*EXERCISE DIRECTIONS*: Copy out the data below verbatim.

*ENTRIES*:
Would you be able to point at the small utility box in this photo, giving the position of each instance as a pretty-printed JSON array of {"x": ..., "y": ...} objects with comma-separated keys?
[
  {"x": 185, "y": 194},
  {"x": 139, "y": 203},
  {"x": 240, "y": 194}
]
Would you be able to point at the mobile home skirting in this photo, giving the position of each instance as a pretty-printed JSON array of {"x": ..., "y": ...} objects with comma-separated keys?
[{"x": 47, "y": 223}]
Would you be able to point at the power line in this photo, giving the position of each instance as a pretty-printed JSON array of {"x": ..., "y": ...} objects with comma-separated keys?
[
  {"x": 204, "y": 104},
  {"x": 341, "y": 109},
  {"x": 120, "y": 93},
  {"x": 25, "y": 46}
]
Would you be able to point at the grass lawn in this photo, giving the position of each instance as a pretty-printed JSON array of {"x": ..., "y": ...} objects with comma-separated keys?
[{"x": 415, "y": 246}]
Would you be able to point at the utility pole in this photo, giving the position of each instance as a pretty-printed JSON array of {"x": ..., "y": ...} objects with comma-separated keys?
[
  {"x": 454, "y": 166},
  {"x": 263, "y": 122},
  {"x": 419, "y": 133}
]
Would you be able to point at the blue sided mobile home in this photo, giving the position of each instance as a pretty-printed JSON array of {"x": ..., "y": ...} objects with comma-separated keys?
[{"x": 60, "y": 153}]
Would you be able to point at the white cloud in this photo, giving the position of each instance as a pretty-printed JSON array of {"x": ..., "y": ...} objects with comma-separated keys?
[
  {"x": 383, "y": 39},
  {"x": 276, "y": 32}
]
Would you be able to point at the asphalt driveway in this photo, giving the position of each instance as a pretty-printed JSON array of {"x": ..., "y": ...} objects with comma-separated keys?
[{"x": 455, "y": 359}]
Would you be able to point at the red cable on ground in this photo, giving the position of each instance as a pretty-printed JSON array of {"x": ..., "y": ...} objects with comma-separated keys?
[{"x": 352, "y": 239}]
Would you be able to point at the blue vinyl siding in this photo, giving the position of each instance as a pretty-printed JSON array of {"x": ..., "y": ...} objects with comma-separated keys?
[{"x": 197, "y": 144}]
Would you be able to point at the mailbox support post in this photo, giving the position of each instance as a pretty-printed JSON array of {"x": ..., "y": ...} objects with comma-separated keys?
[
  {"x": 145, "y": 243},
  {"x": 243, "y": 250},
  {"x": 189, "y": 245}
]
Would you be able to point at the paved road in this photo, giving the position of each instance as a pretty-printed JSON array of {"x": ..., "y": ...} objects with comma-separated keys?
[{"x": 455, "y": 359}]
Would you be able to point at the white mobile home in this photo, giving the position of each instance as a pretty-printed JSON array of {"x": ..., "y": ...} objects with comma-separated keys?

*FINISHED ANSWER*:
Would you be able to point at the small utility box in this photo, giving the position of each instance as a pretty-printed JSON array of {"x": ..., "y": ...} objects with comma-separated keys?
[
  {"x": 185, "y": 194},
  {"x": 139, "y": 203},
  {"x": 240, "y": 194}
]
Would you be able to point at the mobile home skirting in this photo, giving the position of each instance as a pretty-printed JSON array of {"x": ..., "y": ...} objects with comma-separated keys?
[{"x": 47, "y": 223}]
Would you be able to point at the power line in this photo, giving the position of each instance as a pretty-printed JSON array of {"x": ..., "y": ...} objects with comma-separated keys?
[
  {"x": 204, "y": 104},
  {"x": 341, "y": 109},
  {"x": 120, "y": 93},
  {"x": 25, "y": 46}
]
Would you be able to point at the grass lawn in this photo, giving the position of each instance as a pretty-printed JSON array of {"x": ..., "y": ...} objects with comma-separated keys?
[{"x": 415, "y": 246}]
Would you be able to point at the utility pole in this photo, giving the position of each instance as a pretty-printed JSON array of {"x": ..., "y": ...} objects with comma-separated keys?
[
  {"x": 454, "y": 166},
  {"x": 263, "y": 122},
  {"x": 419, "y": 133}
]
Would you be able to point at the blue sided mobile home in this photo, giving the position of each instance as a pretty-printed JSON array of {"x": ..., "y": ...} objects with comma-separated keys?
[{"x": 60, "y": 153}]
Would you be able to point at the white cloud in this photo, giving the position of each instance as a pretty-printed JSON array of {"x": ..., "y": ...} objects with comma-separated keys?
[
  {"x": 383, "y": 39},
  {"x": 276, "y": 32}
]
Would you be able to point at the asphalt driveway in this photo, giving the position of each instance as a pretty-printed JSON array of {"x": ..., "y": ...} objects with comma-separated keys?
[{"x": 455, "y": 359}]
Would you be able to point at the red cable on ground in this photo, giving the position of each instance as a pretty-printed JSON array of {"x": ..., "y": ...} objects with comma-separated keys?
[{"x": 352, "y": 239}]
Would you be able to point at the blue vinyl siding in this photo, giving the position of each instance as a pretty-printed JSON array of {"x": ..., "y": ...} objects with comma-separated keys?
[{"x": 197, "y": 144}]
Would you be able to point at the mailbox support post in this photo, giving the position of each instance as a pretty-printed JSON array of {"x": ..., "y": ...} objects with comma-separated keys?
[
  {"x": 145, "y": 243},
  {"x": 243, "y": 250},
  {"x": 189, "y": 245}
]
Would you be able to point at the paved road in this photo, giving the position of each instance as a pretty-printed JSON array of {"x": ..., "y": ...} objects with comma-separated keys?
[{"x": 455, "y": 359}]
Would you be able to point at the white mobile home in this photo, giving the position of each instance as a pretty-printed JSON array of {"x": ..., "y": ...} objects with comma-separated keys?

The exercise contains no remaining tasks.